_READING PASSAGE_
■ ■ ■ ■ ■ ■ ■
Jervis challenges the rational-choice view of international relations by arguing that misperception can undermine the real-world accuracy of game theoretic models.
Hypothesis 1: "Decision-makers tend to fit incoming information into their existing theories and images."
Hypothesis 2: There are two ways to make mistakes: One is to not change your views in the face of conflicting information, the other is to be too willing to do so. Both scholars and decision-makes are more likely to do the first (not to change their views).
Hypothesis 3: It's easier to integrate contradicting information into your image if it comes bit-by-bit than if it comes all at once. So deliver it all at once, as a fully-formed competing theory that must be reckoned with.
Hypothesis 4: Misperception is easiest to correct if an actor is miscategorized (but the category exists in your head) (e.g. Britain was aware of the category of expansionist states, but it didn't think Hitler belonged in it); it is hardest to correct if your mind completely lacks a certain category (e.g. China in the 19th century didn't know what to make of the West)
Hypothesis 5: If the sender (of a message) has something different on his mind (the "evoked set") than the receiver does, misunderstanding is likely.
Hypothesis 6: The more time I spend drawing up a plan, the more clear it is to me. So I will assume it is equally clear to you, making misperception on your part even more likely.
Hypothesis 7: An action may convey an unintended message if the action itself doesn't turn out as planned.
Hypotheses about Perception
Hypothesis 8: Decision-makers tend to see other states as more hostile than they are.
Hypothesis 9: We tend to assume that the behavior of others is more centralized and coordinated than it is (related to hyp. 7).
Hypothesis 10: Similarly, we tend to take the foreign ministry's position as representative of the government as a whole.
Hypothesis 11: When states do something w like, we give ourselves too much credit for getting them to do so; when states do something we don't like, we attribute it mostly to internal (domestic) forces.
■ ■ ■ ■ ■ ■ ■
_TASKS FOR THIS EXERCISE_
**A)** Answer these questions from the notes on misperception:
(i) According to Hypothesis 4, which country in the 19th century didn't know what to make of the West?
(ii) In Hypothesis 5, what name is given to what the sender has on his mind?
(iii) Under Hypothesis 10, whose position do we tend to take as representative of the government as a whole?
**B)** Reproduce the notes on misperception from "Jervis challenges the" up to and including "game theoretic models.".
Answer using only the text above.
■ ■ ■ ■ ■ ■ ■
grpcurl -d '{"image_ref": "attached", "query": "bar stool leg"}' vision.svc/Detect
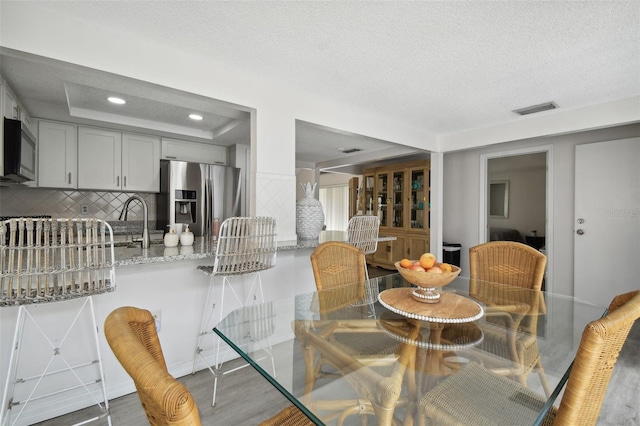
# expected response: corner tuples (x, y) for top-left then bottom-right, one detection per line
(0, 296), (111, 426)
(0, 305), (25, 426)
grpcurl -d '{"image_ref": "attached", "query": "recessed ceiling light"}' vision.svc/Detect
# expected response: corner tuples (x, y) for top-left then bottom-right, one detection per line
(513, 101), (558, 115)
(107, 96), (127, 105)
(342, 148), (362, 154)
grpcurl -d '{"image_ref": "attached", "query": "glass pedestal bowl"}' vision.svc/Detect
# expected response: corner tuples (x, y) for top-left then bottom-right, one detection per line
(395, 262), (460, 303)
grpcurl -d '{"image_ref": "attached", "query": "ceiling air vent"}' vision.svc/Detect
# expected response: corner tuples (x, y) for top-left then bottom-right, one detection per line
(513, 102), (558, 115)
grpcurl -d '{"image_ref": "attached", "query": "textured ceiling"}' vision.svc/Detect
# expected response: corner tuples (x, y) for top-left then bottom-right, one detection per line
(1, 1), (640, 171)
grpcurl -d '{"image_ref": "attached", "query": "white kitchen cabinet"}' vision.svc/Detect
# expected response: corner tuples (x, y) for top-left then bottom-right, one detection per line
(38, 120), (78, 188)
(2, 81), (20, 120)
(78, 127), (160, 192)
(162, 138), (227, 165)
(122, 133), (160, 192)
(78, 127), (122, 191)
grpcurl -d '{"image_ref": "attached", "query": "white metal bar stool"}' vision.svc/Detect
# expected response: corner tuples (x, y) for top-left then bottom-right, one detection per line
(0, 218), (115, 426)
(193, 217), (277, 406)
(346, 215), (380, 304)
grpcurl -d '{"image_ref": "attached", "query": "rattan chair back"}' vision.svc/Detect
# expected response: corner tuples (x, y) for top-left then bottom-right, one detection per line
(311, 241), (367, 297)
(213, 217), (278, 275)
(553, 291), (640, 426)
(347, 215), (380, 254)
(0, 218), (116, 306)
(469, 241), (547, 290)
(104, 306), (201, 426)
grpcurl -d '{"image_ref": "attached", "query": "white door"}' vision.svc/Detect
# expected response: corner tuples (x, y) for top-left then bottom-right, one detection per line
(574, 138), (640, 306)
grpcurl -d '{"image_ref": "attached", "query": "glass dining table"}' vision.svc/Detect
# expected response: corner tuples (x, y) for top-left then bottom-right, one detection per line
(214, 273), (606, 425)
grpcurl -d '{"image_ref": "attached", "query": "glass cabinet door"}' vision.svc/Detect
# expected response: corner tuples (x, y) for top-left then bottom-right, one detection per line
(409, 169), (429, 229)
(391, 170), (405, 228)
(362, 175), (375, 215)
(376, 173), (389, 226)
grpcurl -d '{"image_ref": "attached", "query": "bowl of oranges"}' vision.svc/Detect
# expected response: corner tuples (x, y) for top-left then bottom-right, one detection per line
(395, 253), (460, 303)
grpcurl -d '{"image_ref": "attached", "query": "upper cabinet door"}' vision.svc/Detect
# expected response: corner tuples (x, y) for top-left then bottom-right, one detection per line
(78, 127), (122, 191)
(38, 121), (78, 188)
(121, 133), (160, 192)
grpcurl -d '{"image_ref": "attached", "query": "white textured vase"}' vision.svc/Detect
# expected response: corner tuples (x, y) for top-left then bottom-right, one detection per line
(296, 183), (324, 240)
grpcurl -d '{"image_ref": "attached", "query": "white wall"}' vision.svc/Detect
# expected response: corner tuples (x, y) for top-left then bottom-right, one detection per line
(0, 2), (437, 241)
(443, 124), (640, 295)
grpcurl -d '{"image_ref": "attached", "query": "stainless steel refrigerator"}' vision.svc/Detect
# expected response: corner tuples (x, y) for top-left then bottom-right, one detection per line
(156, 160), (242, 236)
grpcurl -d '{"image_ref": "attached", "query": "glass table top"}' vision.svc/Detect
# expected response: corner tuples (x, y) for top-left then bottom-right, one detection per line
(214, 274), (605, 425)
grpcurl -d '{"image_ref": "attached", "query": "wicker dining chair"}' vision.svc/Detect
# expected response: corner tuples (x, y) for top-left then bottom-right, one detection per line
(420, 291), (640, 426)
(311, 241), (367, 307)
(104, 306), (313, 426)
(104, 306), (201, 426)
(469, 241), (551, 395)
(301, 241), (406, 424)
(346, 215), (380, 301)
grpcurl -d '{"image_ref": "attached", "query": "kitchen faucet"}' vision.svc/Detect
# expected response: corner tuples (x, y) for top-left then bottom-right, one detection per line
(118, 195), (151, 249)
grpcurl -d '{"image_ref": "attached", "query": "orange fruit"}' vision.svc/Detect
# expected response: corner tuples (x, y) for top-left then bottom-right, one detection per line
(420, 253), (436, 269)
(400, 259), (413, 268)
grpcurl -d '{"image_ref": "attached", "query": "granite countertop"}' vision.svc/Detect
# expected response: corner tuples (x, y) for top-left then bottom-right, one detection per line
(114, 231), (396, 266)
(114, 237), (308, 266)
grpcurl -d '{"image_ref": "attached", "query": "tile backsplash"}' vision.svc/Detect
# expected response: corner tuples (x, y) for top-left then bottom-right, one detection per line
(0, 185), (156, 228)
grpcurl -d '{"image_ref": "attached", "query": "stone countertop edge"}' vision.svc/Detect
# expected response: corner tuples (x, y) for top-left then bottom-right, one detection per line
(114, 237), (318, 267)
(114, 231), (396, 267)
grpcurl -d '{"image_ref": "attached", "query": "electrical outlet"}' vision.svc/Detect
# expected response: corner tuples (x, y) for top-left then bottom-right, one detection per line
(151, 311), (162, 333)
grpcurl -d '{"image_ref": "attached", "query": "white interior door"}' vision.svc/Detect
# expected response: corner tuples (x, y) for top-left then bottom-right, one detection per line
(574, 138), (640, 306)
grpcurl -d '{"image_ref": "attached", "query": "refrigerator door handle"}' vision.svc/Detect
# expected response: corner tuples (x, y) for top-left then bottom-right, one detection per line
(233, 173), (242, 215)
(203, 177), (213, 237)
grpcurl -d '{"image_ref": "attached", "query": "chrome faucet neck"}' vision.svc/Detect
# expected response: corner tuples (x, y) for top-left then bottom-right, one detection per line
(118, 195), (151, 249)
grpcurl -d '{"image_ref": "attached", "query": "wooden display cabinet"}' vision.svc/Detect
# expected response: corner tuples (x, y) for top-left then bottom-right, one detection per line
(359, 161), (431, 269)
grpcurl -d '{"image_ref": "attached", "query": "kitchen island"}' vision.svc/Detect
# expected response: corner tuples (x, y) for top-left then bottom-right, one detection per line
(0, 232), (344, 425)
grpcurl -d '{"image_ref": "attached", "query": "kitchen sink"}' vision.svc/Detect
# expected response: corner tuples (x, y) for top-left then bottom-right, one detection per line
(113, 238), (164, 248)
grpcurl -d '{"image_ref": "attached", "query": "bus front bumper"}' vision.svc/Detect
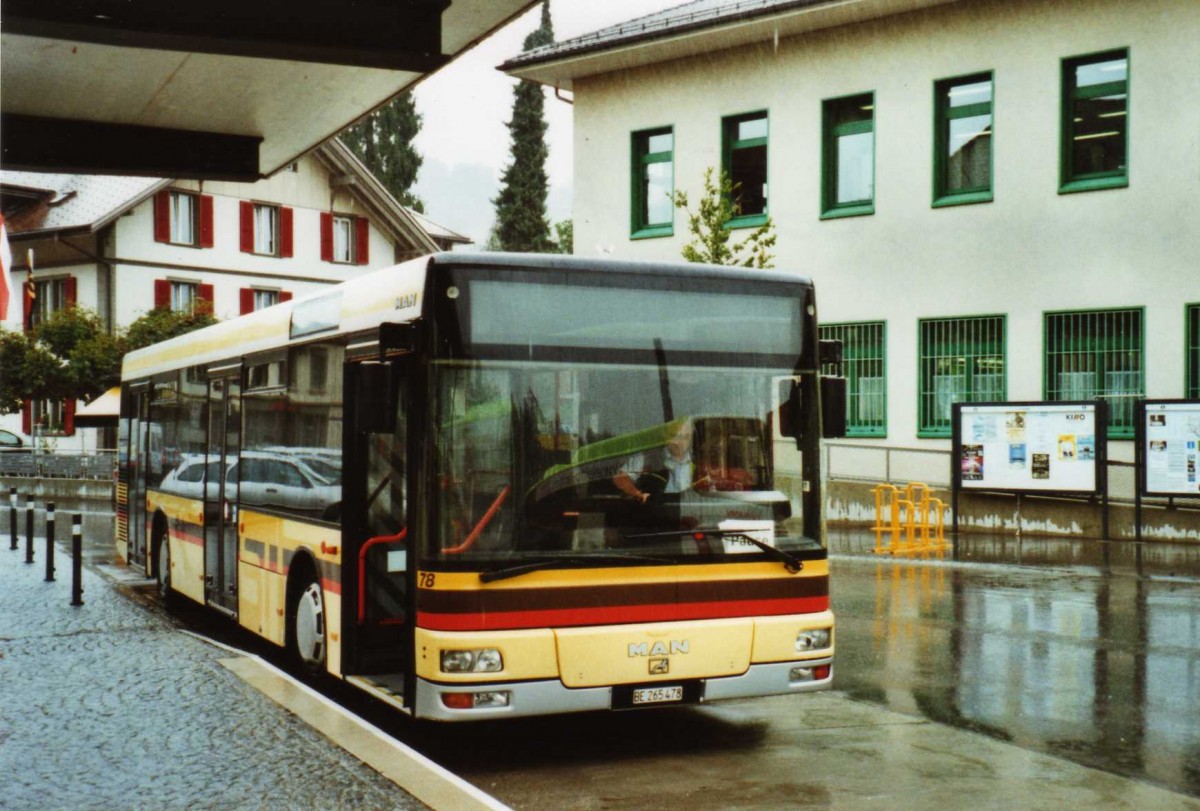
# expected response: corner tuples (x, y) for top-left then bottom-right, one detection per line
(415, 656), (833, 721)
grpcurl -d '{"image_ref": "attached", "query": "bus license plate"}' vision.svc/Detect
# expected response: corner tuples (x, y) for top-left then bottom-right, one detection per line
(634, 685), (683, 704)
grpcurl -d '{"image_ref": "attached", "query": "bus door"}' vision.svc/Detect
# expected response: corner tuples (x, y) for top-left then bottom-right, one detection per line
(342, 360), (413, 686)
(204, 367), (241, 613)
(125, 385), (150, 567)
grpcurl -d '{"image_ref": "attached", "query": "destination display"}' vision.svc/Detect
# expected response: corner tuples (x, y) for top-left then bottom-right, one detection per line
(1142, 401), (1200, 495)
(954, 403), (1104, 493)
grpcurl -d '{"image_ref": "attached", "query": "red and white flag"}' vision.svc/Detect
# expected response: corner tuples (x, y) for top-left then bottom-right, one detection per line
(0, 215), (12, 322)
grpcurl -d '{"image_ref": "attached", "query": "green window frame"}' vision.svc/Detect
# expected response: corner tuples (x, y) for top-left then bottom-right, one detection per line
(721, 110), (770, 228)
(1183, 304), (1200, 400)
(820, 322), (888, 437)
(630, 127), (674, 239)
(1058, 48), (1129, 193)
(934, 72), (995, 208)
(821, 92), (875, 220)
(917, 316), (1008, 437)
(1043, 307), (1146, 439)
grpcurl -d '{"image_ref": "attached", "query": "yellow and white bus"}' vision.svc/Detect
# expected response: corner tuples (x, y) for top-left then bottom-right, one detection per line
(116, 253), (840, 721)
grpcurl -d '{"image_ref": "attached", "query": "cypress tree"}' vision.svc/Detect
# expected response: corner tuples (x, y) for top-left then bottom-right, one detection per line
(341, 92), (425, 212)
(492, 0), (554, 252)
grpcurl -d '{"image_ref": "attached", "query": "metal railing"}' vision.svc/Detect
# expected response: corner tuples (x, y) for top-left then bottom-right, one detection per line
(0, 449), (116, 481)
(824, 444), (950, 487)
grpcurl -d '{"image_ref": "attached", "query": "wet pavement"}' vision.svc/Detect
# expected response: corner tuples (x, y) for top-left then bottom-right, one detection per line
(830, 525), (1200, 797)
(0, 537), (425, 811)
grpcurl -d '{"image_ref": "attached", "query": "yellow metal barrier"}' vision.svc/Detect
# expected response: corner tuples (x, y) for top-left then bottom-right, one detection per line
(871, 481), (949, 554)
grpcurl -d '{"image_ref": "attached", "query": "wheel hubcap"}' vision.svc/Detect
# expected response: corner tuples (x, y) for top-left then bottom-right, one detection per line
(296, 583), (325, 666)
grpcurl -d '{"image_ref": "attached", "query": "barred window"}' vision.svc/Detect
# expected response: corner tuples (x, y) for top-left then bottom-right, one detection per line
(1045, 308), (1146, 439)
(917, 316), (1007, 437)
(1183, 304), (1200, 398)
(821, 322), (888, 437)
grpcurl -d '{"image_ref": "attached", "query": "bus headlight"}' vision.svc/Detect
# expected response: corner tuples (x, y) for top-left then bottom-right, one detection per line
(796, 627), (829, 654)
(442, 648), (504, 673)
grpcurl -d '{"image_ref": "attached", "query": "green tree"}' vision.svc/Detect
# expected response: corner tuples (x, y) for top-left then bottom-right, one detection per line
(674, 167), (775, 268)
(125, 299), (217, 352)
(554, 220), (575, 253)
(0, 307), (216, 414)
(340, 92), (425, 214)
(492, 0), (554, 252)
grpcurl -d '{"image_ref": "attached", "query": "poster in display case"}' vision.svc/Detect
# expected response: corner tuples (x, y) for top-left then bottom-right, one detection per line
(1138, 400), (1200, 497)
(953, 401), (1106, 494)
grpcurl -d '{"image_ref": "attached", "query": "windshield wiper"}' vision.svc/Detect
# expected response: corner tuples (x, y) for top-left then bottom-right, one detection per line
(479, 552), (674, 583)
(623, 527), (804, 575)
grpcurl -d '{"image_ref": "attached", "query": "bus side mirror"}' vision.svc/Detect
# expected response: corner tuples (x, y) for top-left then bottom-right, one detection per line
(779, 378), (804, 439)
(354, 362), (396, 433)
(821, 376), (846, 439)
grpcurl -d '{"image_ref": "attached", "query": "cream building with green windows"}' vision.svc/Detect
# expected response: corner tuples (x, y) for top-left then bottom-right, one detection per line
(503, 0), (1200, 458)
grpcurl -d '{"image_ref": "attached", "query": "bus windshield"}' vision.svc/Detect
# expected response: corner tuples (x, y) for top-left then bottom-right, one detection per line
(425, 360), (818, 566)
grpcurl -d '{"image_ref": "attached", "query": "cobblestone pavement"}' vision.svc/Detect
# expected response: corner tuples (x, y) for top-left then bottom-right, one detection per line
(0, 540), (425, 811)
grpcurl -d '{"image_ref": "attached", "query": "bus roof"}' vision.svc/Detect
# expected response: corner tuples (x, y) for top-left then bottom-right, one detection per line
(121, 252), (811, 382)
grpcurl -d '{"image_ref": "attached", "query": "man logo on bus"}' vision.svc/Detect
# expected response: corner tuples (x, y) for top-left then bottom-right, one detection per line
(629, 639), (691, 659)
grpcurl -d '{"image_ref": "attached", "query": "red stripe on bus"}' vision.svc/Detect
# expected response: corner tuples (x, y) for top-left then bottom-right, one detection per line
(170, 529), (204, 546)
(416, 596), (829, 631)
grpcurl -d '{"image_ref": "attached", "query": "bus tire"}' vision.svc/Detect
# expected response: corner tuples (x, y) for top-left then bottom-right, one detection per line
(288, 564), (328, 675)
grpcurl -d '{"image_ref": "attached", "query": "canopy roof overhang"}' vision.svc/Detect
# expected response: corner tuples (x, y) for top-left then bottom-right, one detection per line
(0, 0), (535, 181)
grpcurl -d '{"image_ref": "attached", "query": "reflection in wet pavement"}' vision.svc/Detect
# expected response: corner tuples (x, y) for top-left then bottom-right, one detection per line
(832, 535), (1200, 795)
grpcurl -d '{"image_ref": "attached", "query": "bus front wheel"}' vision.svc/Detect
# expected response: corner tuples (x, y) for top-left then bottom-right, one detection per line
(292, 578), (325, 674)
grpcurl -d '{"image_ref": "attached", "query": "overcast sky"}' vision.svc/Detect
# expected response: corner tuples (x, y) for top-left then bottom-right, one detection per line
(414, 0), (686, 247)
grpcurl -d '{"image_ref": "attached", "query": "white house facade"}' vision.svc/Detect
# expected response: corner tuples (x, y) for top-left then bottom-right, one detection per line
(0, 136), (466, 447)
(503, 0), (1200, 458)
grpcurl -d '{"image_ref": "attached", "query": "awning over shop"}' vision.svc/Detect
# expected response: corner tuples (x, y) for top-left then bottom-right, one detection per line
(76, 386), (121, 428)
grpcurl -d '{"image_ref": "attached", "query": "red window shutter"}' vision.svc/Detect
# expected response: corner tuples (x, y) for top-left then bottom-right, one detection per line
(239, 200), (254, 253)
(200, 194), (215, 248)
(20, 282), (36, 328)
(354, 218), (371, 265)
(280, 205), (292, 259)
(154, 188), (170, 242)
(320, 211), (334, 262)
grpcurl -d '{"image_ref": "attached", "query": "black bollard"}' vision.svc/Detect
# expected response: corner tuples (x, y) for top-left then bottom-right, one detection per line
(25, 495), (34, 563)
(46, 501), (54, 583)
(71, 512), (83, 606)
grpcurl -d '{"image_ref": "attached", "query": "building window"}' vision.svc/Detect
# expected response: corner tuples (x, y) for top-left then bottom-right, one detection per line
(821, 94), (875, 217)
(1045, 308), (1145, 439)
(253, 290), (280, 310)
(934, 73), (992, 205)
(170, 282), (199, 313)
(721, 112), (767, 228)
(821, 322), (888, 437)
(154, 188), (212, 248)
(170, 191), (199, 245)
(334, 217), (354, 264)
(1183, 304), (1200, 400)
(254, 203), (280, 257)
(917, 316), (1007, 437)
(631, 127), (674, 239)
(30, 400), (74, 437)
(29, 278), (74, 329)
(1060, 50), (1129, 192)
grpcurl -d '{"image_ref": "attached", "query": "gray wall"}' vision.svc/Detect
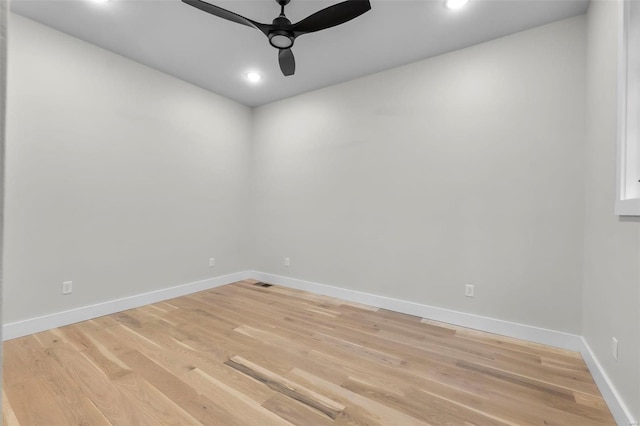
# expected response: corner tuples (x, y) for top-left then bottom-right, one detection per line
(0, 1), (8, 412)
(4, 15), (251, 323)
(582, 1), (640, 418)
(252, 16), (585, 333)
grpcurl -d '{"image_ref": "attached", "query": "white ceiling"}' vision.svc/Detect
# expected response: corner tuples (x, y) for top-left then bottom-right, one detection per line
(11, 0), (589, 106)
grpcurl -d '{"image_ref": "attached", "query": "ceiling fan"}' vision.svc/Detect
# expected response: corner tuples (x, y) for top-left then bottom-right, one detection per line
(182, 0), (371, 75)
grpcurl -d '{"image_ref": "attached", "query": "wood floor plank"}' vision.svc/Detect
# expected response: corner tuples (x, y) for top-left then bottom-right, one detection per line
(2, 280), (615, 426)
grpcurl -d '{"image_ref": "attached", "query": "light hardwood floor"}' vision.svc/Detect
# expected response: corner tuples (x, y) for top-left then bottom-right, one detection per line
(2, 281), (614, 426)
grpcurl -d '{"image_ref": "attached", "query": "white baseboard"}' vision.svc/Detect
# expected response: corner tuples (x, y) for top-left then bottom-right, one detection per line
(2, 271), (250, 340)
(250, 271), (638, 426)
(580, 337), (638, 426)
(2, 271), (638, 426)
(251, 271), (580, 352)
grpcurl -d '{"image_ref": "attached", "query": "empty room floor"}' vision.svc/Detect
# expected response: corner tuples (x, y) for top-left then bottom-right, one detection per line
(2, 280), (615, 426)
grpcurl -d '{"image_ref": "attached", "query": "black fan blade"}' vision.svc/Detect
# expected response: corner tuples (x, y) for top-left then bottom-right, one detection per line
(291, 0), (371, 37)
(278, 49), (296, 75)
(182, 0), (271, 35)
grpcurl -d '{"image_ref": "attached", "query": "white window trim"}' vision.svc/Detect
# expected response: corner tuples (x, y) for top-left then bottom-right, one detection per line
(615, 0), (640, 216)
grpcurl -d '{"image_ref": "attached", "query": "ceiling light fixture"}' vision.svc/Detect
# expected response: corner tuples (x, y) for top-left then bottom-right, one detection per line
(444, 0), (469, 10)
(247, 72), (262, 83)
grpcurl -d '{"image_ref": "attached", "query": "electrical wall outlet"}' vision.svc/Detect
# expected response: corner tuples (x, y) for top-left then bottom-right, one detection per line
(464, 284), (475, 297)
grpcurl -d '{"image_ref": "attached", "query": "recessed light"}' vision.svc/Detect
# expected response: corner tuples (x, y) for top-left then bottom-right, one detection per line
(444, 0), (469, 10)
(247, 71), (262, 83)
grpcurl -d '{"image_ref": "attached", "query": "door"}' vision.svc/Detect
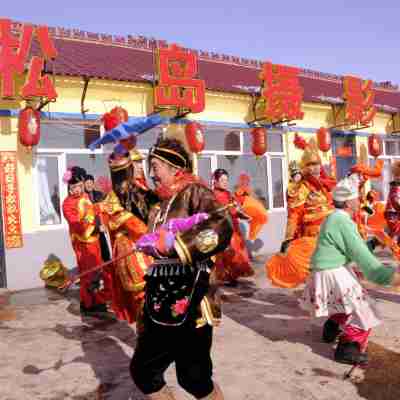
■ ■ ■ ■ ■ ■ ■
_ANSWERS FOR THE EXERCISE_
**A)**
(i) China
(ii) The "evoked set"
(iii) The foreign ministry's

**B)**
Jervis challenges the rational-choice view of international relations by arguing that misperception can undermine the real-world accuracy of game theoretic models.